*** Dataset extract ***

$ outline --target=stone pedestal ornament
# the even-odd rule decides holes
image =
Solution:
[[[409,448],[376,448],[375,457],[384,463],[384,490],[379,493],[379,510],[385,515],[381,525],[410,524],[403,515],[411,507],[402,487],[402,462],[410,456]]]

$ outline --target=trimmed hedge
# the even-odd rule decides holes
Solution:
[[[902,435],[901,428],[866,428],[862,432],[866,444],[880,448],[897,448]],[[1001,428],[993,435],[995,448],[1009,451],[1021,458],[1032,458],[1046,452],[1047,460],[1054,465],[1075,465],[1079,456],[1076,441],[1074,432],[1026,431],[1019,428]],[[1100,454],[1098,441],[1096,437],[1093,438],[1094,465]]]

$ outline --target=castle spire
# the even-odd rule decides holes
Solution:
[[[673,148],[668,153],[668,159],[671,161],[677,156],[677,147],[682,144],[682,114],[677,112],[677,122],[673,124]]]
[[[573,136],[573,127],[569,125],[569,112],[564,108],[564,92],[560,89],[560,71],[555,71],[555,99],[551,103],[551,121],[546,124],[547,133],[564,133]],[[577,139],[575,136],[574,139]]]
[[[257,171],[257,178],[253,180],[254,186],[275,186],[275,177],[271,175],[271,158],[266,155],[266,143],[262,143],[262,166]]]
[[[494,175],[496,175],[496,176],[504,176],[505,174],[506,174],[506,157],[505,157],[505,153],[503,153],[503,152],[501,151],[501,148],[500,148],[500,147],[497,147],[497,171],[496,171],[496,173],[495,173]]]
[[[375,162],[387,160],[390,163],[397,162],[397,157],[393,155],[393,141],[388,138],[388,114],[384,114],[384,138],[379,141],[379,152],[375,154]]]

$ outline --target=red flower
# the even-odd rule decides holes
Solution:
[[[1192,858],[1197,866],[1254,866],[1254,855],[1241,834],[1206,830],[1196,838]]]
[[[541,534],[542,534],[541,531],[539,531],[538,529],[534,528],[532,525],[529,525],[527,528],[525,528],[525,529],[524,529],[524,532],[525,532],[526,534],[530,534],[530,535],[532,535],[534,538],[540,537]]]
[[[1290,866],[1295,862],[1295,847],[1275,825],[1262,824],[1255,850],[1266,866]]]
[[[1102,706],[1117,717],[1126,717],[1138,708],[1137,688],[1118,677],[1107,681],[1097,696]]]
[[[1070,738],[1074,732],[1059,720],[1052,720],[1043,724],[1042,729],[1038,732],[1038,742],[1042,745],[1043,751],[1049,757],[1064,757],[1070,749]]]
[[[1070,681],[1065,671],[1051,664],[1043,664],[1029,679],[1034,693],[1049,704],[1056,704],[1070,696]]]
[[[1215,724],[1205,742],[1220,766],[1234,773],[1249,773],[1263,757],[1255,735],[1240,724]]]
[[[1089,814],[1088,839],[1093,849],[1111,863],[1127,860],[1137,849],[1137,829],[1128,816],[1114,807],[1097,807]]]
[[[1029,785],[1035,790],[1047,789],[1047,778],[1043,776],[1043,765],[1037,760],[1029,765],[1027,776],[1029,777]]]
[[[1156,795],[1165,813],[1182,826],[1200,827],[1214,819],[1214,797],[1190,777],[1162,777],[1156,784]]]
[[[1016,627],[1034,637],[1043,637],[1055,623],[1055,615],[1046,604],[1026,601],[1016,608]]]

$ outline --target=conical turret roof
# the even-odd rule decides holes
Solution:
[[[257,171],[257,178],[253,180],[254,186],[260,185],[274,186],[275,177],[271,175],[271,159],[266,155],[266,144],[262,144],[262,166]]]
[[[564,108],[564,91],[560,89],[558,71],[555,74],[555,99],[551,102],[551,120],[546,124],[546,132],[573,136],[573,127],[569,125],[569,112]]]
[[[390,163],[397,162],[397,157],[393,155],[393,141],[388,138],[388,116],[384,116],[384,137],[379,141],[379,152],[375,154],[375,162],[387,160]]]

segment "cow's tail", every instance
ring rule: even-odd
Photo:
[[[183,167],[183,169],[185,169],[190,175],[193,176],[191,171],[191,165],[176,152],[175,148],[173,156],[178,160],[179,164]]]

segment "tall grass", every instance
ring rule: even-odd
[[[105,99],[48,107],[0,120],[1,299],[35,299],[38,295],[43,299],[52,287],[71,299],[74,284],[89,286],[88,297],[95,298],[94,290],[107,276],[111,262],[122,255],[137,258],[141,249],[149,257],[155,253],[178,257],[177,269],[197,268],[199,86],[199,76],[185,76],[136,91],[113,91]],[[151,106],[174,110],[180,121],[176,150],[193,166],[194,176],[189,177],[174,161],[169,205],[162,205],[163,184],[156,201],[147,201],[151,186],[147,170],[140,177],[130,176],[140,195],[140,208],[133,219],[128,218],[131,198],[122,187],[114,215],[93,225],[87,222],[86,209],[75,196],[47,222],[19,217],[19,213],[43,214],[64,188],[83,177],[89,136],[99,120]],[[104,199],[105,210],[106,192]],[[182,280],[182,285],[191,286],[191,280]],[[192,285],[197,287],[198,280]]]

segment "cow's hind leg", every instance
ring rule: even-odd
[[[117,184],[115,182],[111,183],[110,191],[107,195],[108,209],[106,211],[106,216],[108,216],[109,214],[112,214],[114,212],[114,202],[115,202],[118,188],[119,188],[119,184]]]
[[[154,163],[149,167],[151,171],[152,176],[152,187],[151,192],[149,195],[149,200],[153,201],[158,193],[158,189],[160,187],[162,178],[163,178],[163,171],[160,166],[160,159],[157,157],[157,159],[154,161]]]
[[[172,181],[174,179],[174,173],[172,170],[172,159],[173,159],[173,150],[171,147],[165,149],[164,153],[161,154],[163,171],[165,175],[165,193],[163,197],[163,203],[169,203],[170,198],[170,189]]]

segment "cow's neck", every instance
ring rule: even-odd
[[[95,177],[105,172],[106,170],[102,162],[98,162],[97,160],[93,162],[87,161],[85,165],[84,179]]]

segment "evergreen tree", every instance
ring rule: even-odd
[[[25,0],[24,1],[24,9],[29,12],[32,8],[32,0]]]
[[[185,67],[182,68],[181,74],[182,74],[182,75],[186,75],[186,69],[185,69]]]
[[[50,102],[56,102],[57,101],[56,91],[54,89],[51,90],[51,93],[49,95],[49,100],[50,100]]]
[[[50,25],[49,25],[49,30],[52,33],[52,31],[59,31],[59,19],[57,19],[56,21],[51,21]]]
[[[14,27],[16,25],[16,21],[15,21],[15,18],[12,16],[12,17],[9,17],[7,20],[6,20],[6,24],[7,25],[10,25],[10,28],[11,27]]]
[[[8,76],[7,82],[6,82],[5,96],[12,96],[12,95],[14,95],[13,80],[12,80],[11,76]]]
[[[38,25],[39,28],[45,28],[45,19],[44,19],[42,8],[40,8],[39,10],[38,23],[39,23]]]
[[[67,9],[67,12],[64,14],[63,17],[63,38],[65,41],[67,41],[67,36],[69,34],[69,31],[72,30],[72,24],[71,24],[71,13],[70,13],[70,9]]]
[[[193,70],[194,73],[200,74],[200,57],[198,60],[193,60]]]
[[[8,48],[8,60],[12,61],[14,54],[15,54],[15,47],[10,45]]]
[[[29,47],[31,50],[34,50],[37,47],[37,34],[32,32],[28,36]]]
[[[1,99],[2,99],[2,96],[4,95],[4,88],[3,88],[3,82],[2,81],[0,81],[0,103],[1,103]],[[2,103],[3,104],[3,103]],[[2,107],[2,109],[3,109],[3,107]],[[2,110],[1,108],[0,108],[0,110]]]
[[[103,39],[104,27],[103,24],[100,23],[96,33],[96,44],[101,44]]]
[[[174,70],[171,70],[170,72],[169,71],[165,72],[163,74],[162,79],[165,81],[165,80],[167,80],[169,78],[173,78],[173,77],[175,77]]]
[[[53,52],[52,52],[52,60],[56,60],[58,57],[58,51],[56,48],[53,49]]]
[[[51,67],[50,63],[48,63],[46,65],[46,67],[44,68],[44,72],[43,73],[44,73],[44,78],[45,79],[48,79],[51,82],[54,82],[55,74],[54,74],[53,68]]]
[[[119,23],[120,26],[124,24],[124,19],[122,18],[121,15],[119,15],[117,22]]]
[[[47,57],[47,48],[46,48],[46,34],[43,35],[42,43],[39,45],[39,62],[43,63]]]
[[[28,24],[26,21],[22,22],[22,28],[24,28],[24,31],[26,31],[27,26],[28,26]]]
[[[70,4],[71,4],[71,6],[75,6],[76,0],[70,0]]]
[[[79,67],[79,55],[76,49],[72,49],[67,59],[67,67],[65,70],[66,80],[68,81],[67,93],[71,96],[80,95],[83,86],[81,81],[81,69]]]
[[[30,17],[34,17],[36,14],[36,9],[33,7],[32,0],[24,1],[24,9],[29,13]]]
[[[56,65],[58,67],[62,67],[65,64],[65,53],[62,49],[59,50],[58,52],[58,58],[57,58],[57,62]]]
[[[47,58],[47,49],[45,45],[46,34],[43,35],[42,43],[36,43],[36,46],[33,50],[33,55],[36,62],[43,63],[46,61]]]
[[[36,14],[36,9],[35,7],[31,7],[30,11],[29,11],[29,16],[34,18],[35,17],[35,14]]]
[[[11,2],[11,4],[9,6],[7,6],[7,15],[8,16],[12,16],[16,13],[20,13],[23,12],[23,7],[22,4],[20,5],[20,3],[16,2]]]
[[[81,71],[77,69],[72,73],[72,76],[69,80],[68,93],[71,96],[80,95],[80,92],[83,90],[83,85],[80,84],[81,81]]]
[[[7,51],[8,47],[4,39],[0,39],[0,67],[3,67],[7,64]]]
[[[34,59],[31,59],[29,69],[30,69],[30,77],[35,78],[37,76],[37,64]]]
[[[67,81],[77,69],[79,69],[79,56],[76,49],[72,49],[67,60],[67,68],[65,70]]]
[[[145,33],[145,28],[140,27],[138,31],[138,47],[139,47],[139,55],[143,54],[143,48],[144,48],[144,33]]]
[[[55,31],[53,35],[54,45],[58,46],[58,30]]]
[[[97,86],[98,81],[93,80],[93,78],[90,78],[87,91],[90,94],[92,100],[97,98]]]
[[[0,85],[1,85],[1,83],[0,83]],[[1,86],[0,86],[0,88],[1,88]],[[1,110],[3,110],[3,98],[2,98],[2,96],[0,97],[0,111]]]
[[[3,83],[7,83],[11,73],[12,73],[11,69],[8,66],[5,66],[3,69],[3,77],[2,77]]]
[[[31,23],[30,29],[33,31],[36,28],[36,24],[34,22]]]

*** End of Dataset extract ***

■ **Task prompt**:
Copy out, from the data above, each line where the string "every" is present.

■ **Result of this exercise**:
segment "cow's tail", every instance
segment "tall grass", every instance
segment "cow's hind leg", every instance
segment "cow's neck", every instance
segment "evergreen tree", every instance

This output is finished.